記述問題 1: 漢長安城遺跡についての抜粋から、「午前8時半、晴れ、気温10℃」で始まり「列館へと案内してくれました。」で終わる部分を、一字も変えずに書き出しなさい。

読解用抜粋:

午前8時半、晴れ、気温10℃の朝。一行はホテルを出発し、焦先生運転の先導車を追って、西安市西北郊外5キロに位置する「漢長安城未央宮遺跡」へと向かいました。焦先生の車には東京都の文化財研究所のお一人も一緒で、3日間一行の午前中の視察に同行されるとのことでした。通勤ラッシュと高速道路の閉鎖が重なって幹線道路はあちこちで大渋滞となり、午前10時半にやっとの思いで遺跡入口に到着しました。既に到着して一行を待ち構えていた焦先生達は、一行を急かすように未央宮遺跡の陳列館へと案内してくれました。


未央宮遺跡の陳列館


「漢長安城遺跡」は前漢の都城跡で、関連資料によりますと、漢の高祖の5年(前202)に、劉邦が秦朝の興楽官を改修して長楽宮と改称し、当地に遷都しました。次いで未央宮を造営(前200)、その10年後に初めて長安城の城壁を築きました。城壁は版築で築かれ、周囲23キロ、高さ8メートル、底部の幅16メートル。城壁の北面は渭河の流れに沿っていたため、いびつな形をしています。各面に城門が三つずつ設けられ、城門ごとに三つの通路があって、城内に大通りが三本通じていました。武帝の時代に、北宮・明光宮・建章宮が造営されるとともに、西部の上林苑を拡張して昆明池が開削されました。漢長安城の完成には90年余りが費やされ、現在は東西の城壁と未央宮・長楽宮・建章宮・承露殿等の遺構が存在しています。陳列館には立派な漢長安城の模型が展示されていました。


未央宮遺跡
未央宮遺跡
未央宮遺跡


カートを利用し、遺跡の管理責任者の案内で広大な「漢長城未央宮遺跡」の見学を終えた一行は、ここで焦先生と別れ、遅くなった昼食のため、王志友先生達5人のスタッフとともに渭河橋遺跡への途中のレストラン「桂酒店」に立ち寄りました。一階の大食堂は大勢の家族ずれの客で賑わっている中、2階の個室に案内された一行は、ビールで乾杯した後、漢長城遺跡について王先生に様々な質問をし、特に幾つもの農村の立ち退き問題やその後の農民達の生活等についての興味深い話に聞き入っていました。

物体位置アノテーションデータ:
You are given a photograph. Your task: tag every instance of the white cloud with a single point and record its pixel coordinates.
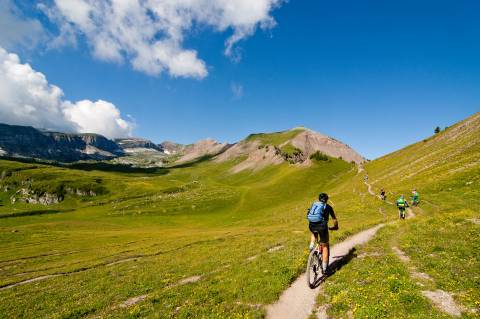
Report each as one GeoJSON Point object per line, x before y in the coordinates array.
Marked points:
{"type": "Point", "coordinates": [237, 90]}
{"type": "Point", "coordinates": [150, 33]}
{"type": "Point", "coordinates": [16, 30]}
{"type": "Point", "coordinates": [26, 98]}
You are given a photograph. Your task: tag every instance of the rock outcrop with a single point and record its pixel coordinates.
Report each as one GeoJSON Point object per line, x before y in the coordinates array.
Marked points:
{"type": "Point", "coordinates": [28, 142]}
{"type": "Point", "coordinates": [136, 144]}
{"type": "Point", "coordinates": [202, 148]}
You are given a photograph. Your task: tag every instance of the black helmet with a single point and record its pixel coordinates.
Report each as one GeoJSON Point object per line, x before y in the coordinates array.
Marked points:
{"type": "Point", "coordinates": [323, 197]}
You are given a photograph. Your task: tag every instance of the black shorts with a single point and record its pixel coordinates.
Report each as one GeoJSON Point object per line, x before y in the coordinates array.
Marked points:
{"type": "Point", "coordinates": [321, 230]}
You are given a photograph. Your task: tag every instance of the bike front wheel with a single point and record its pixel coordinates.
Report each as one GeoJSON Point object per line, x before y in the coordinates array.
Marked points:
{"type": "Point", "coordinates": [314, 268]}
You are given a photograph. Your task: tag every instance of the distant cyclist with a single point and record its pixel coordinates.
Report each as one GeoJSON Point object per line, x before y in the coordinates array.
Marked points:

記述問題 2: 上の行のうち、文字列「record」を含む行がいくつあるか数え、その数だけを答えなさい。

正答 1:
午前8時半、晴れ、気温10℃の朝。一行はホテルを出発し、焦先生運転の先導車を追って、西安市西北郊外5キロに位置する「漢長安城未央宮遺跡」へと向かいました。焦先生の車には東京都の文化財研究所のお一人も一緒で、3日間一行の午前中の視察に同行されるとのことでした。通勤ラッシュと高速道路の閉鎖が重なって幹線道路はあちこちで大渋滞となり、午前10時半にやっとの思いで遺跡入口に到着しました。既に到着して一行を待ち構えていた焦先生達は、一行を急かすように未央宮遺跡の陳列館へと案内してくれました。

正答 2: 6